WHAT YOU SHOULD DO
Lines containing the word "black": say how many there are in the listing, with only the number as the answer.

SOURCE INFORMATION
———
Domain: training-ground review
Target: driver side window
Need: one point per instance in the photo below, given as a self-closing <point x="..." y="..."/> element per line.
———
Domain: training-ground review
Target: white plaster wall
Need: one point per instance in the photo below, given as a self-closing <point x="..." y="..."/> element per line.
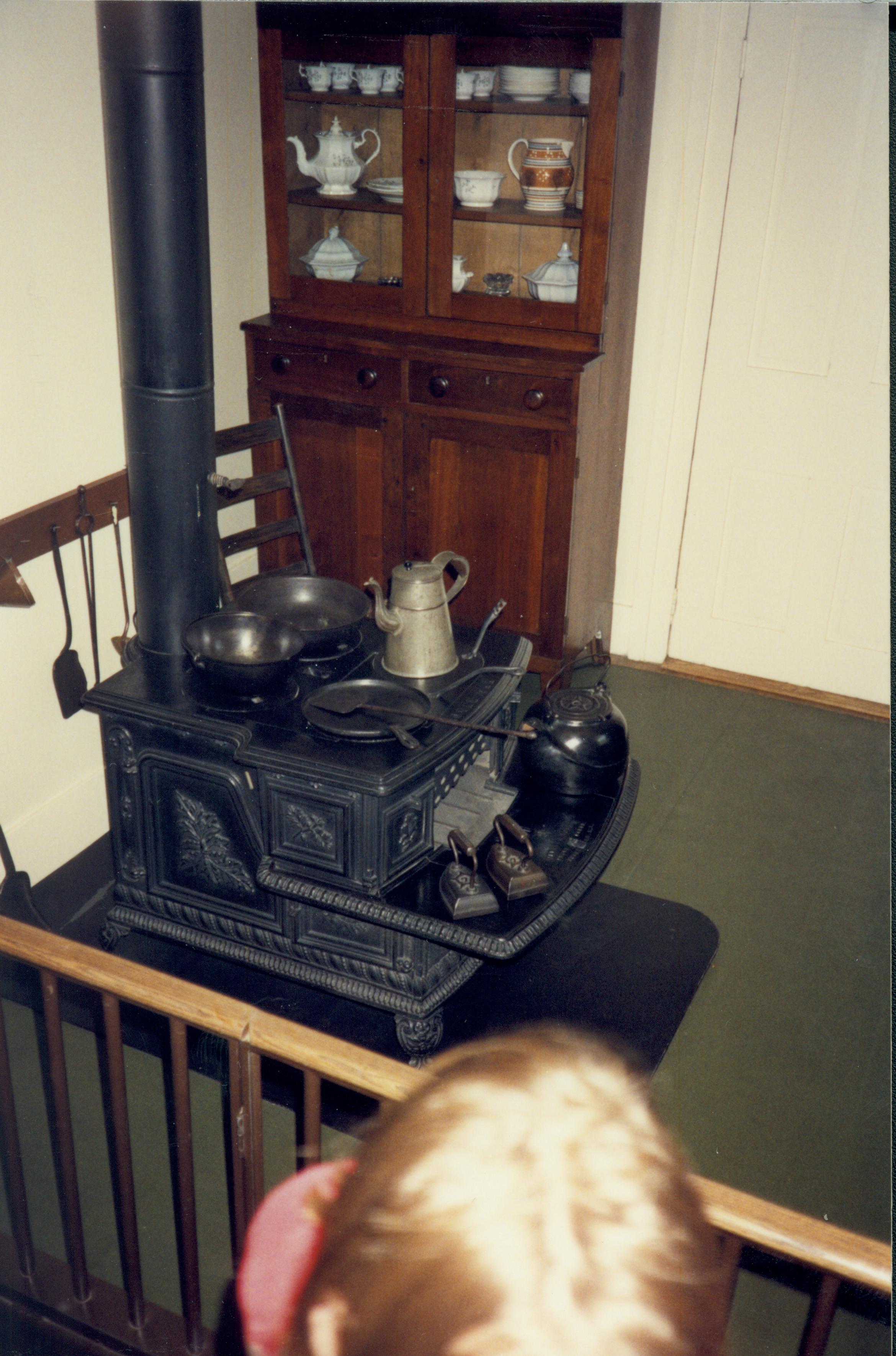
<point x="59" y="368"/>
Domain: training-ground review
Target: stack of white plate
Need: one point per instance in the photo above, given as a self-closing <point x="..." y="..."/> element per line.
———
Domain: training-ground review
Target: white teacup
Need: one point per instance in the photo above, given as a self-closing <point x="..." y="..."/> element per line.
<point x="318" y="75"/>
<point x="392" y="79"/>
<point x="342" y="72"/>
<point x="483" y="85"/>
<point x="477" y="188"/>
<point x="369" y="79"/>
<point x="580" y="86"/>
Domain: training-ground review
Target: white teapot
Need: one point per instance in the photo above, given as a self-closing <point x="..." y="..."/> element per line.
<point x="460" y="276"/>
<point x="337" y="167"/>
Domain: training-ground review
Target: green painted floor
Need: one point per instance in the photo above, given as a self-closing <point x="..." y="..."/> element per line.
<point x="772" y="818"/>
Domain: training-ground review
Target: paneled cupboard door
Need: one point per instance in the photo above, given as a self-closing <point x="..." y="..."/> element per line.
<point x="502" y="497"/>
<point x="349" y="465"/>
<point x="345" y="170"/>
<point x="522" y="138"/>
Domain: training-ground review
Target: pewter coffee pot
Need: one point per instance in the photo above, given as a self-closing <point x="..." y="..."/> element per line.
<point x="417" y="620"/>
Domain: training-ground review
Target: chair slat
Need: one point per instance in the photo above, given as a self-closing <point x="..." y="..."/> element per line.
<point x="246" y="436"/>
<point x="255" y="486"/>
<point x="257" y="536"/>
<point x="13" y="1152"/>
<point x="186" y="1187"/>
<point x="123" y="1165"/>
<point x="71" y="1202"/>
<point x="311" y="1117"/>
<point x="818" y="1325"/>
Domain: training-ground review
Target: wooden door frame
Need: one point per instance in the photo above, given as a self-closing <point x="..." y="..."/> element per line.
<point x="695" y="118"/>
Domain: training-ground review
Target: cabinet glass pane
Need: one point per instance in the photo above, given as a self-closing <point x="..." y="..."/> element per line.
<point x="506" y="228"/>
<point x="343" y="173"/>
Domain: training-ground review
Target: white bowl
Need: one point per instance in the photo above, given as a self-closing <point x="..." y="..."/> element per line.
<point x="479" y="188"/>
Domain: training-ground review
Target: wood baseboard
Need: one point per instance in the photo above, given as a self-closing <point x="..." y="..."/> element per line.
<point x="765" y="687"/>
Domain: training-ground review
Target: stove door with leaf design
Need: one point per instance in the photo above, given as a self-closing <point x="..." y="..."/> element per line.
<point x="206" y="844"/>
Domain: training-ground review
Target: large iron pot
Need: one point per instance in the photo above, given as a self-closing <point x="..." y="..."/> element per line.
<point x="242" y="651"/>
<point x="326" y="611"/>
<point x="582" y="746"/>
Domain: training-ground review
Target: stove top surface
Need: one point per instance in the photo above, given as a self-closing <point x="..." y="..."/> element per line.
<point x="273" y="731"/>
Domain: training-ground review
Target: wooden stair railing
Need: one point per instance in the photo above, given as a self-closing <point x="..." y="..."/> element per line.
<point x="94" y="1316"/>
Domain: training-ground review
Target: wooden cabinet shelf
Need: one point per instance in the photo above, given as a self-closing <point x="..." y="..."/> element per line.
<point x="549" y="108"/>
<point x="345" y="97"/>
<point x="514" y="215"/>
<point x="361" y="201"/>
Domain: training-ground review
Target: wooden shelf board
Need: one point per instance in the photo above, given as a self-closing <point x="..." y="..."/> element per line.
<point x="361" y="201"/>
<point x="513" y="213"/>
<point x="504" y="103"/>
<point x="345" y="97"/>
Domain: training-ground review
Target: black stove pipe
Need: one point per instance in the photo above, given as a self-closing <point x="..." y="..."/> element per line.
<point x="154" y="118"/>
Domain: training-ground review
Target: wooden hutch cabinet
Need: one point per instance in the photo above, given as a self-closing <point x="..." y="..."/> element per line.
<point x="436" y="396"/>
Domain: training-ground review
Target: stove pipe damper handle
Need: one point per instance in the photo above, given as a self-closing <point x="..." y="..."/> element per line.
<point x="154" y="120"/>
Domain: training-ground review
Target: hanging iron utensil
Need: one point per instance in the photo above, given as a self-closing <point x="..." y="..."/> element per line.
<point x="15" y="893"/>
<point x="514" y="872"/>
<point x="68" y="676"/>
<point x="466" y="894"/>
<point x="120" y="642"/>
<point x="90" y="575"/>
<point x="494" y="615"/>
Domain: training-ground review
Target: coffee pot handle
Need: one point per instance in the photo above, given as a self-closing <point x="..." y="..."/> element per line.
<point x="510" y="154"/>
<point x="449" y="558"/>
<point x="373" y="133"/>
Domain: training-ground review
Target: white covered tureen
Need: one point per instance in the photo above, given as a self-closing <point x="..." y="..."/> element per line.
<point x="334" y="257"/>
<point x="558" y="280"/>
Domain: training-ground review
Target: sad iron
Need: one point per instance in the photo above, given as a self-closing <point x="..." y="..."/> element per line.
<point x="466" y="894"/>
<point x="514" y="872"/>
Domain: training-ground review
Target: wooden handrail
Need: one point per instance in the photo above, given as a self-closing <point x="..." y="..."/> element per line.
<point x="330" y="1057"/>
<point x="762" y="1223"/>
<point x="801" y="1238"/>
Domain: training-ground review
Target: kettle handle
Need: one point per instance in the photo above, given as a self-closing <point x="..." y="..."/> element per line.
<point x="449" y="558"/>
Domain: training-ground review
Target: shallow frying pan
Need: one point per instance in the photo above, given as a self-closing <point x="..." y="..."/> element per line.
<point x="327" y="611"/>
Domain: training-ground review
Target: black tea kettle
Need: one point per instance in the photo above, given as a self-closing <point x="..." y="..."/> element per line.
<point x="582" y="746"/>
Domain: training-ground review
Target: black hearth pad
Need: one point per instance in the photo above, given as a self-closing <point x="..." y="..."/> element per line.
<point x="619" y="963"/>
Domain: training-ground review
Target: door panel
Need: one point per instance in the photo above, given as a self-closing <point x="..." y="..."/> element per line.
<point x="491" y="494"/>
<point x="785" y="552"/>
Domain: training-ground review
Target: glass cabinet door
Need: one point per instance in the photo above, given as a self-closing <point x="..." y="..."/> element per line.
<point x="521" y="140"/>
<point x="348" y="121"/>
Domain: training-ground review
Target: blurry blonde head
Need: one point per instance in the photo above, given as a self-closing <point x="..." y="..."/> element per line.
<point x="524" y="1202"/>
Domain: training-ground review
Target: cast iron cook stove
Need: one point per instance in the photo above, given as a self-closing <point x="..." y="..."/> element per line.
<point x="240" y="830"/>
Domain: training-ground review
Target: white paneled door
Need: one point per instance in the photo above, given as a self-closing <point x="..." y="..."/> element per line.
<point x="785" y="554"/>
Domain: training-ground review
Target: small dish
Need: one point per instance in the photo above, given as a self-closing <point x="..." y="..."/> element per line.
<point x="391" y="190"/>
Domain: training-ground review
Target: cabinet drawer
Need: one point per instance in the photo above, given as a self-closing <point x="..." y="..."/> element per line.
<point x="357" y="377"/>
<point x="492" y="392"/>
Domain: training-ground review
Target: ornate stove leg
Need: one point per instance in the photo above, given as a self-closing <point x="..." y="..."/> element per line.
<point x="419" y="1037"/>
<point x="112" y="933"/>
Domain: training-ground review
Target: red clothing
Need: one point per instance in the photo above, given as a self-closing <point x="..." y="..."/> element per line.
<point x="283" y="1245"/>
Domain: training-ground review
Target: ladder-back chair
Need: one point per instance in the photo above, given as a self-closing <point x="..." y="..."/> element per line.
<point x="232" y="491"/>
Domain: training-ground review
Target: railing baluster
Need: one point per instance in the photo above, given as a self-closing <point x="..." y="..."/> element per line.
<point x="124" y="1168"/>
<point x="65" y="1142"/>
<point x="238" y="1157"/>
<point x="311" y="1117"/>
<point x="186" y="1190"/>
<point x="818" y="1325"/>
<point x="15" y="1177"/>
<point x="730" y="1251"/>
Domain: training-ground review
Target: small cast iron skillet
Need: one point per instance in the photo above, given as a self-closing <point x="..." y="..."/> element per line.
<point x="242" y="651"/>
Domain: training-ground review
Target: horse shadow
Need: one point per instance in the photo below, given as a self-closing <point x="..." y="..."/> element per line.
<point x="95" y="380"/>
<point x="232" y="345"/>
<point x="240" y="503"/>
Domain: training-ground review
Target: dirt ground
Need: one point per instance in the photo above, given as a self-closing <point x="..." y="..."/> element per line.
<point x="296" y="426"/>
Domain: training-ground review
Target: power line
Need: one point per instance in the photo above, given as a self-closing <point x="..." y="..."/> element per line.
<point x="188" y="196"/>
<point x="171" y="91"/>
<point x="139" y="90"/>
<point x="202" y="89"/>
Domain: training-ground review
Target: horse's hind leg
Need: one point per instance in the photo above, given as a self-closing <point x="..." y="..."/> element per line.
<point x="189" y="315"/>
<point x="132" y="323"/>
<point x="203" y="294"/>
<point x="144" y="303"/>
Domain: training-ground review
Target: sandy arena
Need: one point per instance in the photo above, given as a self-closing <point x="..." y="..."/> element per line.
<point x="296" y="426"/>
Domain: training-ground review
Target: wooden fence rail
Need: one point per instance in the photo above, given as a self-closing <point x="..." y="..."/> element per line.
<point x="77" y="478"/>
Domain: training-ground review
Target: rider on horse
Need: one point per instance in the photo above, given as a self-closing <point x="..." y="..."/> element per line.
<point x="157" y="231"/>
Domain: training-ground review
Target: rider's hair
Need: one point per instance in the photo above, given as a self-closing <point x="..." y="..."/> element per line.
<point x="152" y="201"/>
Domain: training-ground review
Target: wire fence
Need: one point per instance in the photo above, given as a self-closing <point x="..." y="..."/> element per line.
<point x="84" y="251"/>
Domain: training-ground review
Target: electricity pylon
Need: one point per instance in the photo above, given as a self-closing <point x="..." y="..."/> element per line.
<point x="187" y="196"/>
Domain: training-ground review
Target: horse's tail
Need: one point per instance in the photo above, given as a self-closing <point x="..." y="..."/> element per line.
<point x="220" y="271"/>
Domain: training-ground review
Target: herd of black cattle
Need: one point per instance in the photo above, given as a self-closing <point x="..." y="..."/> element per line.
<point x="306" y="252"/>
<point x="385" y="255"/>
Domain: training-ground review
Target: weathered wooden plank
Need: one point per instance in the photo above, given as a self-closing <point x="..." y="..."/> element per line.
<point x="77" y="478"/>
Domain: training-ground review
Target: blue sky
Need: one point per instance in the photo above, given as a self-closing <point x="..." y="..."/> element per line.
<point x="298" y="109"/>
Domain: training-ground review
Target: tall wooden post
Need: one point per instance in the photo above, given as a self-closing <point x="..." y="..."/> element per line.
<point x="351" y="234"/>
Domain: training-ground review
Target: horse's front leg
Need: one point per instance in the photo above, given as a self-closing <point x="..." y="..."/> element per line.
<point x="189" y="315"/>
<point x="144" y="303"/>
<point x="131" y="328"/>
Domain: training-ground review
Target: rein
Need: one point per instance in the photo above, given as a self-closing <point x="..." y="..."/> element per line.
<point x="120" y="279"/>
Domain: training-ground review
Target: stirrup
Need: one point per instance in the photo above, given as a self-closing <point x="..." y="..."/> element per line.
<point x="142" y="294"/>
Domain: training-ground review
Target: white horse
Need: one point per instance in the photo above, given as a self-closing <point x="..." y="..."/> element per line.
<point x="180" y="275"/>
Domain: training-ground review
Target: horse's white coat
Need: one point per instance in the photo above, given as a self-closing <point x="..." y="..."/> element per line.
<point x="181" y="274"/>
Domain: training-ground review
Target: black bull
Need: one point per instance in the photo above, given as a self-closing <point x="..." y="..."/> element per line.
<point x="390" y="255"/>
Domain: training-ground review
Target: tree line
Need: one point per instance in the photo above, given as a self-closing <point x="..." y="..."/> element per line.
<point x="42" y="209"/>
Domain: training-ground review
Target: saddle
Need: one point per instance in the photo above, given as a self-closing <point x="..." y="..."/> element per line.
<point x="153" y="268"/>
———
COMPLETED TASK
5